→ EXERCISE BRIEF:
Leaving out every line before the one with "Need: one point", write out the rest of the records below exactly.

INFORMATION START

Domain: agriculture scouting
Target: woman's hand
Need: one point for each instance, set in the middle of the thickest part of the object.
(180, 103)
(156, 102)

INFORMATION END

→ SOLUTION TO THIS PROBLEM:
Need: one point for each instance, set in the middle of the thickest part of the object.
(180, 103)
(156, 102)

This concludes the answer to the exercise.